Given task:
Identify every line in the records below that contains the word "pile", and copy each of those lines.

[Records excerpted from a collection]

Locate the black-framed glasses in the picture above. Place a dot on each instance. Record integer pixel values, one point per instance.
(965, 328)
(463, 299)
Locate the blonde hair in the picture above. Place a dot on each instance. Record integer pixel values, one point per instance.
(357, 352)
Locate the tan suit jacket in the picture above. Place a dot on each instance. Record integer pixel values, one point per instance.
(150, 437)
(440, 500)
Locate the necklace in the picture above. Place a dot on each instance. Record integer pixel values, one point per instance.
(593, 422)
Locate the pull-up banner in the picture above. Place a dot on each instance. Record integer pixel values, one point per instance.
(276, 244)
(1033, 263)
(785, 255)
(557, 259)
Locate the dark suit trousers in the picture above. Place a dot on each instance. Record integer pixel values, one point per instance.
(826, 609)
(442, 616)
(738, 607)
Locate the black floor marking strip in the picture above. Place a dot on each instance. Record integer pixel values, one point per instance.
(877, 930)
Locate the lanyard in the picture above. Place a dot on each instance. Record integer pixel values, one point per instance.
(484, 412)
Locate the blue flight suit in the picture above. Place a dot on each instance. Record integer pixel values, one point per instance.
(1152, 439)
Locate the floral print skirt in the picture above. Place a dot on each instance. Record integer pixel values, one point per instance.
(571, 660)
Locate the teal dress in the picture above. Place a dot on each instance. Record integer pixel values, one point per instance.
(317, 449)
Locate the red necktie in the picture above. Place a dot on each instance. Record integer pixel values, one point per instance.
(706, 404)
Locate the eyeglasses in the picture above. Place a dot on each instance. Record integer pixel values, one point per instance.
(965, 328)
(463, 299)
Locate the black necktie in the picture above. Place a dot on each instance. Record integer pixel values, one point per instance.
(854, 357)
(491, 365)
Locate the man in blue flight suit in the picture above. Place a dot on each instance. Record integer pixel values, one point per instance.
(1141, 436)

--

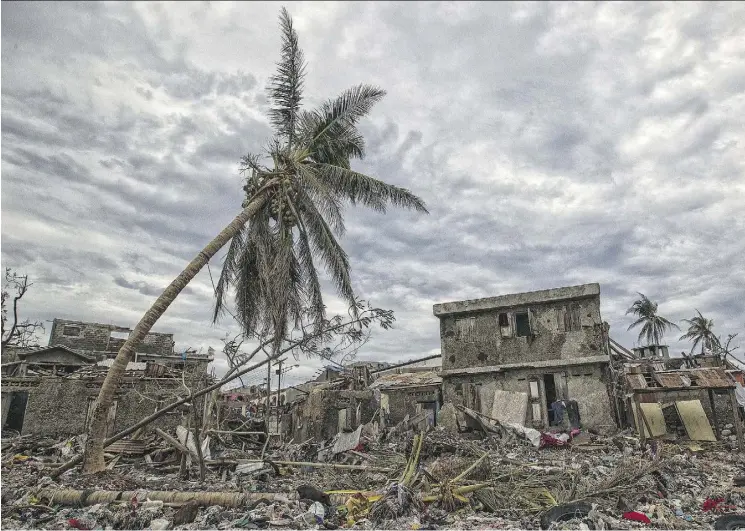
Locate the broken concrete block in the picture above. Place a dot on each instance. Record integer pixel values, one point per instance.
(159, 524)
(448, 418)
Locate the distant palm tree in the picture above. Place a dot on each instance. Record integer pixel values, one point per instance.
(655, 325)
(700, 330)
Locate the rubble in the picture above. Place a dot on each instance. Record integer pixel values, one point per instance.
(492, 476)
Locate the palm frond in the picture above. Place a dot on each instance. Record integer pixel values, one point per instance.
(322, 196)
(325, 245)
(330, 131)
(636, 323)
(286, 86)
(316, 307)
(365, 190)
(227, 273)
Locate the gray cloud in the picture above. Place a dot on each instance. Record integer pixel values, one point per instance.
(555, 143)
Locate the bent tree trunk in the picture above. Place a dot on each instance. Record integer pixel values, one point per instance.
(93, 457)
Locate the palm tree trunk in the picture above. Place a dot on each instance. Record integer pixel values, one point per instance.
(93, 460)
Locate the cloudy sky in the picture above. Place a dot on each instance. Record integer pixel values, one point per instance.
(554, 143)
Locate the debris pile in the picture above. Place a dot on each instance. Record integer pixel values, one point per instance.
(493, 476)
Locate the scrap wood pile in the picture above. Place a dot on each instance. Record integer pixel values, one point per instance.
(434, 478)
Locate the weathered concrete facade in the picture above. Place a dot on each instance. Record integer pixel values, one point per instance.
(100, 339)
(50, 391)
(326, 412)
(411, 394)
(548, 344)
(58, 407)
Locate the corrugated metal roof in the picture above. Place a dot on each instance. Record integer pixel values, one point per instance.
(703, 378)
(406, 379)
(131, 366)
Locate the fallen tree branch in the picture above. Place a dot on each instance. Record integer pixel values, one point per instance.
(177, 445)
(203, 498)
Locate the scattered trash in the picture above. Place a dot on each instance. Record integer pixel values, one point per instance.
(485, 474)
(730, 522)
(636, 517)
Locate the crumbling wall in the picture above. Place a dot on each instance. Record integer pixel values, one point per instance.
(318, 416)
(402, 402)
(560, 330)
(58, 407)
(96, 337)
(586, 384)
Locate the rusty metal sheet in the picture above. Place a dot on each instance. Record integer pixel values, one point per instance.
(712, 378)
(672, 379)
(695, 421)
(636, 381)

* * *

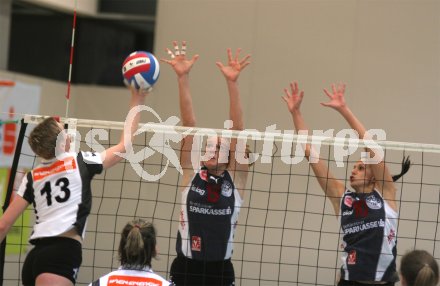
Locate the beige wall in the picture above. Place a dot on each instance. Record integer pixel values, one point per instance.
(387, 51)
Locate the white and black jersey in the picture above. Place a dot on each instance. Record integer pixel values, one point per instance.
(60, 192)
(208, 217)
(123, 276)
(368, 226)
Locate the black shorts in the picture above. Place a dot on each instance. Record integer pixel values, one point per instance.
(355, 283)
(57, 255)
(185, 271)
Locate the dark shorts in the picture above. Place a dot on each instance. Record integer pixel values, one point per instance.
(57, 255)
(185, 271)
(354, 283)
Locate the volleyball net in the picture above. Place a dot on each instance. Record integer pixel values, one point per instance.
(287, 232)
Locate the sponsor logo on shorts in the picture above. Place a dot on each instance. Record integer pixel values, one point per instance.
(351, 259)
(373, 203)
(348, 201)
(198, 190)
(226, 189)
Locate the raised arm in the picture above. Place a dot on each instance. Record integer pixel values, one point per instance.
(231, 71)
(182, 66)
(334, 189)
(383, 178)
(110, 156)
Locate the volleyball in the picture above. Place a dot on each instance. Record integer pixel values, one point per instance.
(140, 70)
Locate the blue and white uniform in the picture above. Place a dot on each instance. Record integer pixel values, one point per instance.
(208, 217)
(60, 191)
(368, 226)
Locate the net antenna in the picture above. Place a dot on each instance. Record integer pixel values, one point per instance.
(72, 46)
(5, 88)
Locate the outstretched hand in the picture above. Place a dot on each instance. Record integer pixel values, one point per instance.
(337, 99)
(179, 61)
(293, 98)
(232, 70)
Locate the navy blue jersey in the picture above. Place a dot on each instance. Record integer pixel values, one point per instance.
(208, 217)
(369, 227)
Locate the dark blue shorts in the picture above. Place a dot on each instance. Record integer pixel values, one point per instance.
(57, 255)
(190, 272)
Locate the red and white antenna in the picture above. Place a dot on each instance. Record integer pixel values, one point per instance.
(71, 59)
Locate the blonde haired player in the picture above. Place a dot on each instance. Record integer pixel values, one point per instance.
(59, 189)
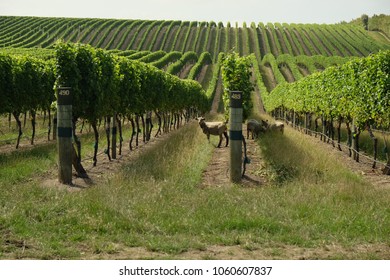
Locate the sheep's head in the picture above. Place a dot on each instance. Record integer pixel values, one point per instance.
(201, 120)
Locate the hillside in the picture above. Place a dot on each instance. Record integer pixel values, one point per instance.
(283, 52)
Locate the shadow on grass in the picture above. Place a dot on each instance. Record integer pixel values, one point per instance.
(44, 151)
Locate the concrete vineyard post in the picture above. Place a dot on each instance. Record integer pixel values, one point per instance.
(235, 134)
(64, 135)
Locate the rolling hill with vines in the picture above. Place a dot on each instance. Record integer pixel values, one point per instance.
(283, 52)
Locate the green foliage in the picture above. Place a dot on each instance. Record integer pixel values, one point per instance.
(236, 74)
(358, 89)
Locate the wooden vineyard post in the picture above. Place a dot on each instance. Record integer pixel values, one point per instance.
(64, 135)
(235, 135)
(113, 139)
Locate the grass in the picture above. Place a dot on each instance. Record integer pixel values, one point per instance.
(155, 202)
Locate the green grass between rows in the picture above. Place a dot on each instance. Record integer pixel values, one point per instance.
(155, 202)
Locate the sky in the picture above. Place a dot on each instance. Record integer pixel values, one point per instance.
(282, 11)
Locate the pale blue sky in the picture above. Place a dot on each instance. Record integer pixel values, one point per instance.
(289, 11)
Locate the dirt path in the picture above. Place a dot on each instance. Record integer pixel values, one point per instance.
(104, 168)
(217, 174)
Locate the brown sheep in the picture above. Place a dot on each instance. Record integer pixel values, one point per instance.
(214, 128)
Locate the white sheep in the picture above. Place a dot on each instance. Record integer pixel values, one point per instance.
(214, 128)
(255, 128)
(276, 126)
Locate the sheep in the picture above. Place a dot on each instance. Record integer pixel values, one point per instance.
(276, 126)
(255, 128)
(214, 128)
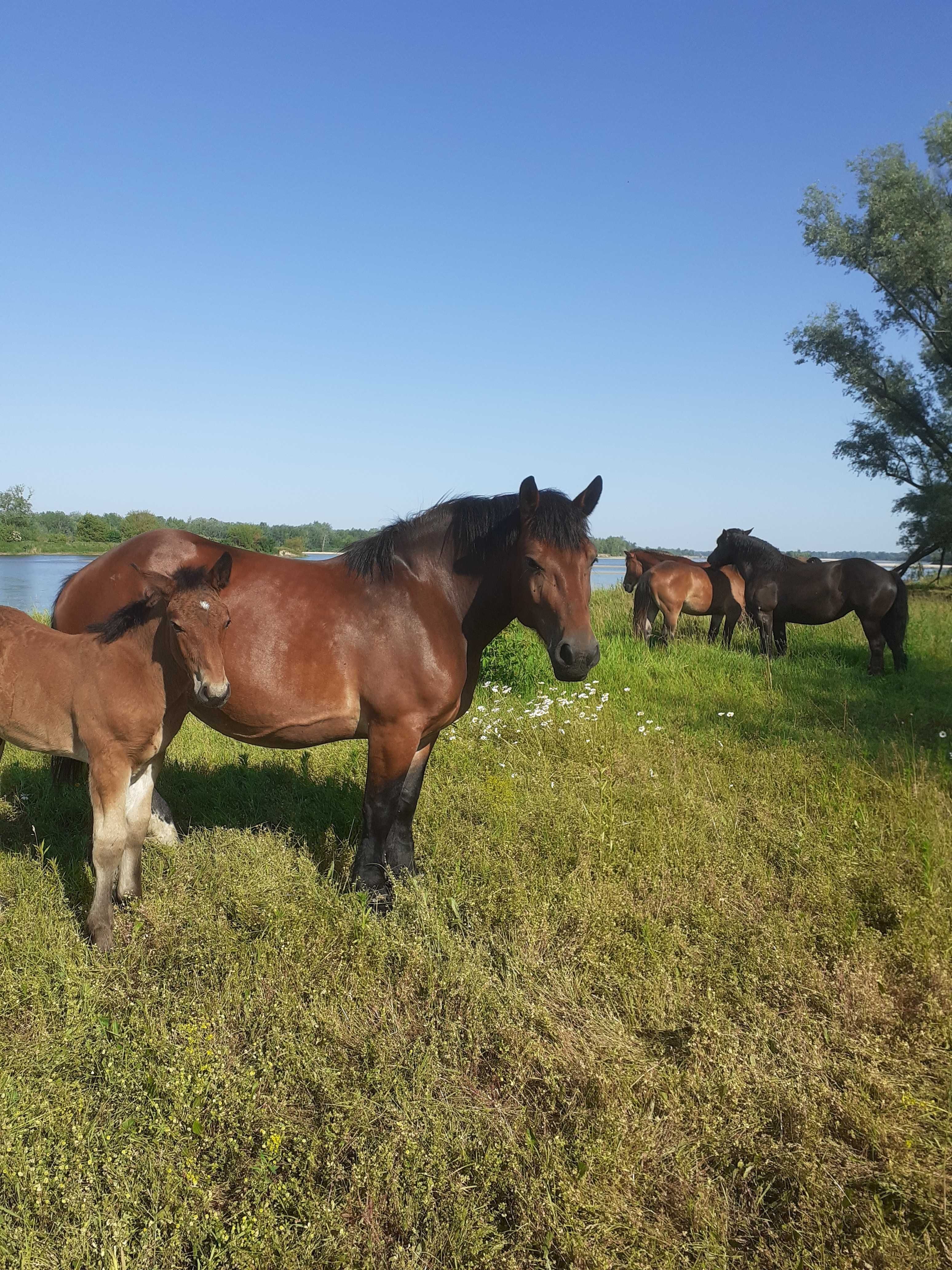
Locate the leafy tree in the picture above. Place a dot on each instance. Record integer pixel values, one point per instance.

Solution to this exercise:
Locate the debris pile in the picture above. Place a dot on each instance. Record integer pixel values, one point per instance.
Locate the scrap wood pile in the picture above. Place a dot on each instance. Record integer pixel values, one point per instance.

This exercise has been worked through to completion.